Please rewrite the rows below as a Markdown table with the columns "Line No." and "Wording", numbering each line and skipping blank lines. Leave the pictures out of the table.
BEGIN SUPPLIED RECORDS
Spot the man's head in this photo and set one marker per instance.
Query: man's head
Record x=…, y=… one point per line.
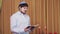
x=23, y=6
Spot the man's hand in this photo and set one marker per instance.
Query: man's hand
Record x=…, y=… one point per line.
x=26, y=30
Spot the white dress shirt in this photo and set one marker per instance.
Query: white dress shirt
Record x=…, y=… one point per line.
x=18, y=22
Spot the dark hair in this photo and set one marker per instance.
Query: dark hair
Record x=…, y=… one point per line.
x=23, y=5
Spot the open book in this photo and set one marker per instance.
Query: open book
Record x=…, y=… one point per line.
x=32, y=27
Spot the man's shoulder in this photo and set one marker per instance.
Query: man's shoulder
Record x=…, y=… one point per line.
x=15, y=14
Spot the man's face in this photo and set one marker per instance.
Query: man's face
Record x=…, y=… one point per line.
x=24, y=9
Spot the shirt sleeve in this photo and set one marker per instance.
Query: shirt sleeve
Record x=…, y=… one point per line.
x=13, y=25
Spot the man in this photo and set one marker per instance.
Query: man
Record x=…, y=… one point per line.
x=20, y=20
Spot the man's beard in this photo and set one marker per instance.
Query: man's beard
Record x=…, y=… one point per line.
x=23, y=12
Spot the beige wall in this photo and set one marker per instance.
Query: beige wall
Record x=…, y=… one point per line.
x=42, y=12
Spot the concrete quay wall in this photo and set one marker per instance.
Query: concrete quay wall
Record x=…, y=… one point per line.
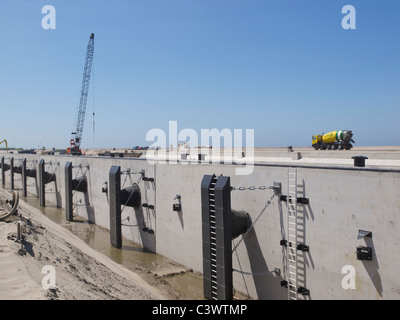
END SUPPLIED RECORDS
- _FINISHED EXERCISE_:
| Line No. | Wording |
|---|---|
| 1 | Spot the man's head in this photo and set one marker per instance. |
| 2 | Query: man's head |
| 3 | Record x=…, y=… one point per line. |
| 4 | x=23, y=6 |
| 5 | Spot the man's hand in this photo and set one marker per instance. |
| 6 | Query: man's hand |
| 7 | Record x=…, y=… one point per line. |
| 8 | x=26, y=30 |
| 9 | Spot the white dress shirt in this photo and set one marker per instance. |
| 10 | Query: white dress shirt |
| 11 | Record x=…, y=… one point per line. |
| 12 | x=18, y=22 |
| 13 | Spot the dark hair in this photo and set one marker per instance. |
| 14 | Query: dark hair |
| 15 | Record x=…, y=… one point per line. |
| 16 | x=23, y=5 |
| 17 | Spot the open book in this photo and set one marker per instance. |
| 18 | Query: open book |
| 19 | Record x=…, y=… one point per line. |
| 20 | x=32, y=27 |
| 21 | Spot the man's shoulder in this photo and set one marker per instance. |
| 22 | Query: man's shoulder |
| 23 | Record x=…, y=… one point per line. |
| 24 | x=15, y=14 |
| 25 | Spot the man's face in this photo and set one marker per instance. |
| 26 | Query: man's face |
| 27 | Record x=…, y=… one point per line. |
| 28 | x=24, y=9 |
| 29 | Spot the shirt sleeve in this photo and set one marker per instance. |
| 30 | Query: shirt sleeve |
| 31 | Record x=…, y=… one point per line. |
| 32 | x=13, y=25 |
| 33 | Spot the man in this photo and set one marker per instance. |
| 34 | Query: man |
| 35 | Record x=…, y=… one point per line. |
| 36 | x=20, y=20 |
| 37 | Spot the man's beard in this photo and set one marker per instance. |
| 38 | Query: man's beard |
| 39 | Record x=…, y=… one point per line. |
| 40 | x=23, y=12 |
| 41 | Spot the beige wall in this photo and set one marker per instance. |
| 42 | Query: beige wall |
| 43 | Record x=…, y=… one point per line. |
| 44 | x=42, y=12 |
| 45 | Spot the concrete quay wall in this photo and set one marker per instance. |
| 46 | Query: concrete quay wall |
| 47 | Record x=…, y=… one point per line. |